[[ RAW DATA open ]]
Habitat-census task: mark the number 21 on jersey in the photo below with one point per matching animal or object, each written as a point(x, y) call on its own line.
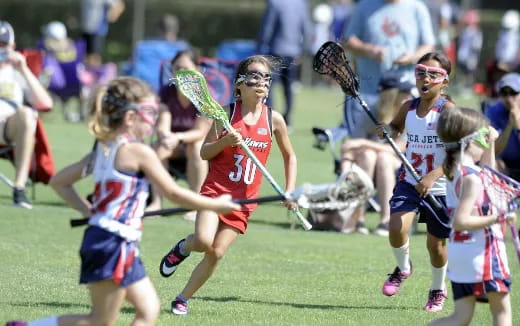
point(247, 173)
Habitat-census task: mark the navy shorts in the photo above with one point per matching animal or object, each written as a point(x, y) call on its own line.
point(407, 199)
point(479, 290)
point(106, 256)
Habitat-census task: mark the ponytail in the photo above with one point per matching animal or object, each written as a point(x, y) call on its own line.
point(98, 124)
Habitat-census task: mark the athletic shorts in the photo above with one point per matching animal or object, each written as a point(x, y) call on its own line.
point(94, 43)
point(236, 219)
point(357, 121)
point(407, 199)
point(105, 256)
point(479, 290)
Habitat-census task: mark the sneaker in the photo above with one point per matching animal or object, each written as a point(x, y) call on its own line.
point(20, 200)
point(16, 323)
point(170, 262)
point(381, 230)
point(361, 228)
point(393, 284)
point(179, 307)
point(436, 300)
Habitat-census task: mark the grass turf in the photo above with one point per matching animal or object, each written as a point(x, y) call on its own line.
point(270, 276)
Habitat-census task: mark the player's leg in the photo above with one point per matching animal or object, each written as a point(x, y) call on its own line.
point(464, 308)
point(500, 306)
point(143, 297)
point(225, 236)
point(20, 130)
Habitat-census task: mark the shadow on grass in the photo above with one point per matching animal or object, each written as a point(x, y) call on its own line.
point(64, 305)
point(301, 305)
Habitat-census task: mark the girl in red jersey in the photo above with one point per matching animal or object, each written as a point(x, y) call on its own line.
point(477, 258)
point(232, 171)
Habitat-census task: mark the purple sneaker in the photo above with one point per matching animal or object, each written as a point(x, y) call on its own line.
point(170, 262)
point(393, 284)
point(179, 307)
point(16, 323)
point(436, 300)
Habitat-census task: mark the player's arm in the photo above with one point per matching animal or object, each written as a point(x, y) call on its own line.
[[ RAW DATA closed ]]
The required output is every line from the one with "Habitat-census task: mark the purple" to the final line of the entries, repeated exactly and with nothing else.

Habitat-census task: mark the purple sneaker in the photo above with one point per matching animal or object, each written as a point(x, y) call on its own line.
point(170, 262)
point(393, 284)
point(179, 307)
point(16, 323)
point(436, 300)
Habitat-census task: mark the player's arm in the photo above with one point per matching animal or object, each written as a point(x, y) call on its own line.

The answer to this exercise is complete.